- _What the task asks_
Replace every "be found here" with "be located here" in the records below, and write them out again with nothing else changed.
::: Records to process
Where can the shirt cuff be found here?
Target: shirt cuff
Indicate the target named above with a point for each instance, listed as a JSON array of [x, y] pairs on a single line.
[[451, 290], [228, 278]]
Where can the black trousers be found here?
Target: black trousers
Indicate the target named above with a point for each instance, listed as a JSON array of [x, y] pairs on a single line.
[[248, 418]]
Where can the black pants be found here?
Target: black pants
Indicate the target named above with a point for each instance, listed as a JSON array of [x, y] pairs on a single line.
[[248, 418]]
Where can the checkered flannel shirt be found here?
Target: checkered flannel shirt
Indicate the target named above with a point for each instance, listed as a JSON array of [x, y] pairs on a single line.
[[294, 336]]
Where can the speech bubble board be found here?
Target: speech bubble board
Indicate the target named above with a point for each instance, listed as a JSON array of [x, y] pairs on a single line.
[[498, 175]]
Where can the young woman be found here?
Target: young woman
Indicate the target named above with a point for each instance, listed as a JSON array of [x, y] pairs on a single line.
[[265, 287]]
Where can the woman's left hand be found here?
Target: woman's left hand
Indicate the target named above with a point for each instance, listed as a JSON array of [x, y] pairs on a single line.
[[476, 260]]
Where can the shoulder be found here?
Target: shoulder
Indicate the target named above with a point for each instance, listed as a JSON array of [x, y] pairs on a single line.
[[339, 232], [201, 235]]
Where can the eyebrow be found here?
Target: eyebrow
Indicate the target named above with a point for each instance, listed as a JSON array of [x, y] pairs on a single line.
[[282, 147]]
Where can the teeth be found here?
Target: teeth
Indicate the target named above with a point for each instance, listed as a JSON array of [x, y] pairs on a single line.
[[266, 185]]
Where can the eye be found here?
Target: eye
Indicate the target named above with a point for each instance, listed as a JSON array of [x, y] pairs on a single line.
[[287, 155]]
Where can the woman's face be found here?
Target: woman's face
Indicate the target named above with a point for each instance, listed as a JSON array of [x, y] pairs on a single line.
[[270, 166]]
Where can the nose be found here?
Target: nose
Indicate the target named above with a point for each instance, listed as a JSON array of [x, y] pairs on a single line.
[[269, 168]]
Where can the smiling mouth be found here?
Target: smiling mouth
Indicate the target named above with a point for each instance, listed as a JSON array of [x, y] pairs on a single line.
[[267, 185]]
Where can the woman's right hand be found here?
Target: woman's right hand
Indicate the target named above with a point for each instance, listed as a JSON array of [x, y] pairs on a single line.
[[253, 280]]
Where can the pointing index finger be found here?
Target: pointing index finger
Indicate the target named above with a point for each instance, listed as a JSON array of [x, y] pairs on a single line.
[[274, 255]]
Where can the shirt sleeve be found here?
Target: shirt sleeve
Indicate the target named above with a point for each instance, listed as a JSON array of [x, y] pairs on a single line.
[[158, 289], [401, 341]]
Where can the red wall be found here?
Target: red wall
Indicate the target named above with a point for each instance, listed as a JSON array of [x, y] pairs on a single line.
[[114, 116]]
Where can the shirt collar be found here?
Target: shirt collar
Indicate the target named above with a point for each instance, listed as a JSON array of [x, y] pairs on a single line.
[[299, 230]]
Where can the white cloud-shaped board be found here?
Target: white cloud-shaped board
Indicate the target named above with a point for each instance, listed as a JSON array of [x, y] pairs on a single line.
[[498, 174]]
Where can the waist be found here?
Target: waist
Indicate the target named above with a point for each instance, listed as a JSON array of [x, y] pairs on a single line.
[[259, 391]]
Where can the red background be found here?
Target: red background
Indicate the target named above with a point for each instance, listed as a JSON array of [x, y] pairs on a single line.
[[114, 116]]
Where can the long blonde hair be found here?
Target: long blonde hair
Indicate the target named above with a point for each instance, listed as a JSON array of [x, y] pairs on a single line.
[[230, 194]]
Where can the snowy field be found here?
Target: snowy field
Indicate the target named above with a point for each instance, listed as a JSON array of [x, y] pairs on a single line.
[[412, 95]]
::::::
- _Answer in full_
Where can the shirt cuff be located here?
Target: shirt cuff
Indicate the target named above with a point for each instance, listed as a JSON array of [x, y] pairs on a single line.
[[451, 290], [228, 278]]
Where can the black trousers be located here?
Target: black trousers
Indicate the target named above with a point for each instance, listed as a JSON array of [x, y] pairs on a single line.
[[248, 418]]
Where can the black pants be located here?
Target: black pants
Indicate the target named above with a point for each instance, listed as a JSON array of [x, y] pairs on a single line.
[[248, 418]]
Where can the checkered flannel shirt be located here?
Target: checkered flannel shirt
Indicate the target named above with a point for each instance, listed as a JSON array of [x, y] pairs on a single line.
[[294, 336]]
Where can the speech bubble board be located here?
Target: speech bubble board
Indicate the target named above with a point for each instance, listed as a JSON array of [x, y] pairs on a single line.
[[498, 175]]
Where can the young woman be located here?
Target: young woman
Indicate the target named above with a point for each instance, listed as a JSON array of [x, y] pairs on a single line.
[[265, 287]]
Where can the woman's left hand be located here?
Target: woman's left hand
Indicate the target named above with a point for each instance, listed as a JSON array of [x, y] pairs on a single line.
[[476, 260]]
Where can the shoulder be located here?
Target: shoulder
Indicate the target named above with a point for each instance, listed as a JSON array of [x, y] pairs on a single line.
[[339, 232], [201, 235]]
Where can the eyebrow be located here?
Target: eyebrow
Indicate the target named above with a point for each instance, listed as a JSON array of [x, y] pairs on a single line.
[[282, 147]]
Where can the teeth be located here?
Target: teeth
Indicate the target named above with a point for each instance, listed as a JSON array of [x, y] pairs on a single line.
[[266, 185]]
Where can the eye be located here?
Target: eye
Indicate the target named above with a point for each instance, listed as a JSON array of [x, y] pairs on a single line.
[[287, 155]]
Where can the woman's face be located here?
Target: woman's face
Indicate the target named above with a point for each instance, listed as a JSON array of [x, y] pairs on a single line.
[[270, 166]]
Where can the nose be located here?
Target: nose
Indicate the target named above with a point for each instance, listed as a JSON array of [x, y] pairs on a single line.
[[269, 168]]
Where can the smiling mouth be located here?
Target: smiling mouth
Indicate the target named above with a point for each instance, listed as a JSON array of [x, y] pairs on a single line.
[[267, 185]]
Where can the woman's right hand be located here?
Target: woman's right hand
Indicate the target named above with a point for each instance, listed as a JSON array of [x, y] pairs on a single line.
[[253, 280]]
Where can the pointing index finger be located here?
Target: pointing index finger
Indicate the target named above with a point for each instance, listed as a JSON array of [x, y] pairs on a single line.
[[274, 255]]
Where can the shirt sleeve be located here?
Target: shirt sleeve
Indicate the target named above with a point for each instance, listed as a JSON array of [x, y] pairs on a single line.
[[158, 289], [401, 341]]
Where can the red wall be located here?
Target: red wall
Indicate the target named above with a point for each instance, listed as a JSON array of [x, y] pairs on a single line.
[[114, 116]]
Where can the shirt collar be located here?
Target: shirt collar
Indicate the target named above with a point for each instance, listed as a JSON array of [x, y] pairs on a single line.
[[299, 230]]
Where can the white cloud-shaped board be located here?
Target: white cloud-shaped board
Indicate the target named above with a point for each instance, listed as a JSON array of [x, y] pairs on a single line.
[[498, 174]]
Where can the waist be located here?
Target: waist
Indicate the target named above with a point for each instance, listed as a JSON array of [x, y] pairs on a single line.
[[259, 391]]
Where can the red background be located here?
Target: red background
Indicate the target named above with a point for each instance, listed as a JSON array of [x, y] pairs on a single line.
[[114, 116]]
Where can the long blonde hair be located here?
Target: long blonde hair
Indicate the target named above with a point for each instance, listed as a JSON array of [x, y] pairs on a single line.
[[230, 194]]
Where can the snowy field be located here?
Target: snowy field
Indicate the target named above with a point for each instance, listed as a JSON array of [x, y] pairs on a single line.
[[412, 95]]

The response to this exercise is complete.